[Referring expression data]

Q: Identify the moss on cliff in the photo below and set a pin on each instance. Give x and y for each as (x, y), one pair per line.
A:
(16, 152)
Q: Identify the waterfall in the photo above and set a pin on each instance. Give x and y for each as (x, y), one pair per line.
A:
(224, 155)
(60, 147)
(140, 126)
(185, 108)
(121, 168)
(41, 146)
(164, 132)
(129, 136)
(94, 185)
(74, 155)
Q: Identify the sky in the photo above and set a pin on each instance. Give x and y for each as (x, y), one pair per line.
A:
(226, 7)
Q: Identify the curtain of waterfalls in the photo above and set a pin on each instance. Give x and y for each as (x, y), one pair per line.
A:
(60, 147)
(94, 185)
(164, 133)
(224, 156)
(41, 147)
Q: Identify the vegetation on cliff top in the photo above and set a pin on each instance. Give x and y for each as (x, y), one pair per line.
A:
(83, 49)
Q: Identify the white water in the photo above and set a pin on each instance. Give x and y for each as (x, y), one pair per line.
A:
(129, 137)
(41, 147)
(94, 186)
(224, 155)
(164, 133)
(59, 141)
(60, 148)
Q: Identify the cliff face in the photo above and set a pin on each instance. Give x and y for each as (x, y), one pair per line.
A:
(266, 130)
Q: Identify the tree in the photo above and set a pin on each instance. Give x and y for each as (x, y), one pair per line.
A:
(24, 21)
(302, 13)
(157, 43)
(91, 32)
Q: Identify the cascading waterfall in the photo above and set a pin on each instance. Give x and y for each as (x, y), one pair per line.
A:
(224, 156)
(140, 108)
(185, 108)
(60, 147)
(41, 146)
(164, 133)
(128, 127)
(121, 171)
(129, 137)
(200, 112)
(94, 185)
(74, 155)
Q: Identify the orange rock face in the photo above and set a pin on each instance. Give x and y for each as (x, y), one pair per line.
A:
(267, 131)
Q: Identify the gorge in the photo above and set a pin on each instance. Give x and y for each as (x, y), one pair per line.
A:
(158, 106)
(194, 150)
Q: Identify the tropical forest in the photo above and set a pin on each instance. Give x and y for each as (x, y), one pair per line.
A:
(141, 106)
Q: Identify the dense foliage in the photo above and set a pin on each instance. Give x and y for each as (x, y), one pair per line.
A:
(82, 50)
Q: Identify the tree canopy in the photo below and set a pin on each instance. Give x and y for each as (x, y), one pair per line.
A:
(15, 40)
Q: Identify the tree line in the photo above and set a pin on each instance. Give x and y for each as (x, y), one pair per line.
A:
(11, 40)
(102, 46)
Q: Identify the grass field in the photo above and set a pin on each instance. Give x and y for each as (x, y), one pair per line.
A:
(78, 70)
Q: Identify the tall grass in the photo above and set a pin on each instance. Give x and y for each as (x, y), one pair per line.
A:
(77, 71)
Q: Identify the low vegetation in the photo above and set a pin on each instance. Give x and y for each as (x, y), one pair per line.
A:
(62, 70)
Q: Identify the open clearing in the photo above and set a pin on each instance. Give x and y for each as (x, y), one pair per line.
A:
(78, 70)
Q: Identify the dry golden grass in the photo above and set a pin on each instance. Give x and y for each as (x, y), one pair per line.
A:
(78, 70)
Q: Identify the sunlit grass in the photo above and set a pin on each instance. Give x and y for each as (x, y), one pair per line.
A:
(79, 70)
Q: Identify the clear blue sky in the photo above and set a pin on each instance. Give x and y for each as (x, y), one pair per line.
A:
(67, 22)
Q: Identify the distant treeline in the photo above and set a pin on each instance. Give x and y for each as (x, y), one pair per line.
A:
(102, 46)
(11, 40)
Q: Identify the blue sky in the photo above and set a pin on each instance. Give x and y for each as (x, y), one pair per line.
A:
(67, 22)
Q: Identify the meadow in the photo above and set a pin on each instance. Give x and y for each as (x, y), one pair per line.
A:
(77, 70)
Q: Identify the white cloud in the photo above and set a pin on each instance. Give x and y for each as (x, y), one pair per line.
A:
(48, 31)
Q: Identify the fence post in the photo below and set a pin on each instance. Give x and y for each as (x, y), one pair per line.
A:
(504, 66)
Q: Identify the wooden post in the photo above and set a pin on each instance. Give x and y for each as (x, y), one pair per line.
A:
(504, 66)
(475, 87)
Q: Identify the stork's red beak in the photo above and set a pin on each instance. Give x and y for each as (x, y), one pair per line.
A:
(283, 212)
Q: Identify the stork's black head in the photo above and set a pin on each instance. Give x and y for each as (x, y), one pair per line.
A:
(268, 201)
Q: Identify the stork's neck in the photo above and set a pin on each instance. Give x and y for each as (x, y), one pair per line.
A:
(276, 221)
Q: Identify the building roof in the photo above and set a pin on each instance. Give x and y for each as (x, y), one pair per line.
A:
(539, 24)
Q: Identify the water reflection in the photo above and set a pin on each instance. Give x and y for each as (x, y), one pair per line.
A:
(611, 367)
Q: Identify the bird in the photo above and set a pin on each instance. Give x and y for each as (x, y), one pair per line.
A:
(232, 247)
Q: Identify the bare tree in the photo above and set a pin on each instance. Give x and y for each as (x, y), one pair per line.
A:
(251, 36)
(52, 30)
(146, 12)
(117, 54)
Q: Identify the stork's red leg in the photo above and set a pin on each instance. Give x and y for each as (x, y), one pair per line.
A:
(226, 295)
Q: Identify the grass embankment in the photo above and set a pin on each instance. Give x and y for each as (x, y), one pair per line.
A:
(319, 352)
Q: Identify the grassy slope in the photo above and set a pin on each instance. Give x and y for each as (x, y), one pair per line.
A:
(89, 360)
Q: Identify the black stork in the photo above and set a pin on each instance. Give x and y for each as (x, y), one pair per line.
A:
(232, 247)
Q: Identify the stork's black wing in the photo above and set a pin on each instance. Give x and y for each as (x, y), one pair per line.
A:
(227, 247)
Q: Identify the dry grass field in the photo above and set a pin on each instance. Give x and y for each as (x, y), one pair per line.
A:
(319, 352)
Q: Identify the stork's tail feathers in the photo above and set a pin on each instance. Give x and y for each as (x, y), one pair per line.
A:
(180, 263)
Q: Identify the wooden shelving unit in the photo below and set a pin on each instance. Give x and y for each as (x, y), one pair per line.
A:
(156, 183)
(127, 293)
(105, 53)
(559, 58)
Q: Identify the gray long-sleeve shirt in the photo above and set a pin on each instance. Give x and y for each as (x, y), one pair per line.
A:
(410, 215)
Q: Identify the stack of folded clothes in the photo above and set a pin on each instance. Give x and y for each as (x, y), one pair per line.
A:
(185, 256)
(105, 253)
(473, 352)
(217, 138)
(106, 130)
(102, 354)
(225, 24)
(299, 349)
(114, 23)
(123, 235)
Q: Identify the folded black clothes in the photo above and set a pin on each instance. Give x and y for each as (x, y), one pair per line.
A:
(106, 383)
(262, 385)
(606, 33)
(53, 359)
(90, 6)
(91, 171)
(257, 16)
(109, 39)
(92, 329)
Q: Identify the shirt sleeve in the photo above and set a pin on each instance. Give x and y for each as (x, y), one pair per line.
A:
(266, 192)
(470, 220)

• _WHAT TO DO_
Give back all of the entries above, unchanged in every word.

• _YOUR RESPONSE_
Q: Identify the moss on cliff in the photo below and set a pin on each instance. Give x and y for each as (x, y), one pair per line.
A:
(16, 152)
Q: Identify the waterfall in the photo above and set a pin on each instance. Give x and y for each as (x, y), one pair per line.
A:
(224, 155)
(60, 147)
(140, 126)
(185, 108)
(121, 168)
(41, 146)
(164, 132)
(129, 136)
(94, 185)
(74, 155)
Q: Identify the sky in the photo above and set a pin on each instance. Give x and y for each as (x, y), one pair per line.
A:
(226, 7)
Q: Identify the curtain of waterfalls in the photo above and set a pin on each instance. Give x and y for each as (x, y), one pair per line.
A:
(60, 147)
(94, 185)
(164, 133)
(224, 156)
(41, 147)
Q: Identify the vegetation on cliff top in the photo above and set a pin on each instance. Give x and y for each as (x, y), one pair per line.
A:
(83, 49)
Q: Identify the white water in the photo above and set a pin on each instance. Give x and y for each as (x, y), one pair per line.
A:
(129, 137)
(41, 147)
(94, 186)
(224, 155)
(164, 133)
(59, 141)
(60, 148)
Q: Identify the cliff face in the photo above and set a pin on each instance. Give x and y for each as (x, y), one pair per line.
A:
(266, 130)
Q: Identify the tree in the photo above and set a pin on each instance. Give x and y for each as (x, y), one pair per line.
A:
(24, 21)
(302, 13)
(157, 43)
(91, 32)
Q: Identify the cascading waterfall in the photo above and set a pin on each instance. Give x and y for each as (x, y), one pair per line.
A:
(224, 156)
(140, 108)
(185, 108)
(60, 147)
(41, 146)
(164, 133)
(128, 127)
(121, 171)
(129, 137)
(200, 112)
(94, 185)
(74, 155)
Q: Identify the orange rock face in the photo above and set a pin on each instance. Give x and y for each as (x, y), one pair per line.
A:
(267, 131)
Q: Identify the gorge in the photo above and set a pin on each instance. Give x and y for each as (x, y), one pair per line.
A:
(158, 106)
(194, 150)
Q: Identify the tropical forest in the photo above and set a pin on each instance. Give x and y for each as (x, y), one pair per line.
A:
(141, 106)
Q: Identify the dense foliage in the photo above and set a pin on each instance. Give x and y for each as (x, y), one pair per line.
A:
(82, 50)
Q: Identify the tree canopy in the photo below and set a pin on each instance. Give x and y for each as (x, y), one pair per line.
A:
(15, 40)
Q: Identify the tree line in the photo above and set a pin on each instance. Give x and y for each as (x, y), one pair per line.
A:
(11, 40)
(102, 46)
Q: Identify the grass field in the photo above and set a pin on each instance. Give x and y for each as (x, y), one pair per line.
A:
(78, 70)
Q: Identify the tall grass in the photo above and set a pin on each instance. Give x and y for each as (x, y), one pair per line.
A:
(77, 71)
Q: Identify the low vegetation in the photo above and set a pin on each instance. Give x and y for each as (x, y), one pair per line.
A:
(62, 70)
Q: Identify the open clearing in the photo above and set a pin on each instance. Give x and y for each as (x, y), one pair per line.
A:
(78, 70)
Q: Identify the dry golden grass in the photo above and set a pin on each instance. Give x and y for each as (x, y), one pair per line.
A:
(78, 70)
Q: Identify the sunlit grass in the photo above and set a pin on each instance. Give x and y for each as (x, y), one pair per line.
A:
(79, 70)
Q: Identify the clear blue sky in the photo above and set a pin on each instance. Give x and y for each as (x, y), one pair per line.
A:
(67, 22)
Q: Identify the distant treeline in the photo above and set a pin on each instance. Give x and y for each as (x, y), one pair per line.
A:
(102, 46)
(11, 40)
Q: Identify the blue sky in the photo above and set a pin on each instance. Give x and y for each as (x, y), one pair per line.
A:
(67, 22)
Q: Identify the meadow in the photo above and set a pin on each instance. Give x and y for each as (x, y), one pair per line.
A:
(77, 70)
Q: Identify the white cloud in the photo above and set a pin on each instance. Give x and y for each as (x, y), one pair per line.
A:
(48, 31)
Q: Identify the fence post in the photo below and set a pin on each instance. Give x and y for each as (x, y), one pair per line.
A:
(504, 66)
Q: Identify the wooden post in the photo above and set a pin on each instance. Give x and y for each as (x, y), one pair per line.
A:
(504, 66)
(475, 87)
Q: Identify the stork's red beak in the photo above and set a pin on each instance. Give x and y for each as (x, y), one pair per line.
A:
(283, 212)
Q: Identify the stork's black head in the photo above and set a pin on each instance. Give x and y for each as (x, y), one pair per line.
A:
(268, 201)
Q: Identify the stork's neck in the photo above and set a pin on each instance. Give x and y for each as (x, y), one pair per line.
A:
(276, 221)
Q: Identify the building roof in the photo above and set a pin on each instance. Give x and y for each as (x, y), one pair per line.
A:
(539, 24)
Q: Identify the water reflection in the photo above and set a pin on each instance. Give x and y for each as (x, y), one pair per line.
A:
(611, 367)
Q: Identify the bird in the photo above and set a pin on each instance. Give x and y for each as (x, y), one pair per line.
A:
(232, 247)
Q: Identify the bare tree in the photo above and set a pin on each instance. Give x and y for each as (x, y), one pair per line.
A:
(251, 36)
(52, 30)
(146, 12)
(117, 54)
Q: Identify the stork's red leg in the photo above and set a pin on each instance. Give x and y for each as (x, y), one pair per line.
A:
(226, 295)
Q: Identify the grass embankment in the photo above and set a pin on each instance. Give x and y for each as (x, y), one pair per line.
A:
(319, 352)
Q: Identify the grassy slope in the photo above and set a pin on each instance. Give x and y for each as (x, y), one pair per line.
A:
(89, 360)
Q: Identify the black stork in the photo above and set a pin on each instance. Give x and y for each as (x, y), one pair per line.
A:
(232, 247)
Q: Identify the stork's black wing in the photo above and set a pin on each instance. Give x and y for each as (x, y), one pair per line.
A:
(227, 247)
Q: Identify the dry grass field in the photo above and set a pin on each instance. Give x and y for each as (x, y), one pair per line.
A:
(319, 352)
Q: Identify the stork's tail feathers in the photo above and set a pin on each instance. Give x and y for each as (x, y), one pair per line.
A:
(180, 263)
Q: Identify the wooden shelving unit in the photo below and set a pin on each instance. Give x and y for each as (x, y), one pair per line.
A:
(156, 183)
(127, 293)
(105, 53)
(559, 58)
Q: Identify the gray long-sleeve shirt in the photo above and set a pin on each instance. Give x and y for each as (x, y), one pair per line.
A:
(410, 215)
Q: Identify the stack of folded clothes in the photo above and set a pin on each instance. Give x and y for each as (x, y), one pair per line.
A:
(185, 256)
(105, 253)
(473, 352)
(217, 138)
(106, 130)
(102, 354)
(225, 24)
(299, 349)
(114, 23)
(123, 235)
Q: Identify the folded black clothes in the photo above and set a pin on each instance. Give x and y for each as (x, y), one pair per line.
A:
(106, 383)
(262, 385)
(606, 33)
(53, 359)
(90, 6)
(91, 171)
(257, 16)
(109, 39)
(92, 329)
Q: Identify the shirt sleeve in the photo above and set a pin on each instance. Give x and y for each as (x, y), one pair per line.
A:
(266, 192)
(470, 220)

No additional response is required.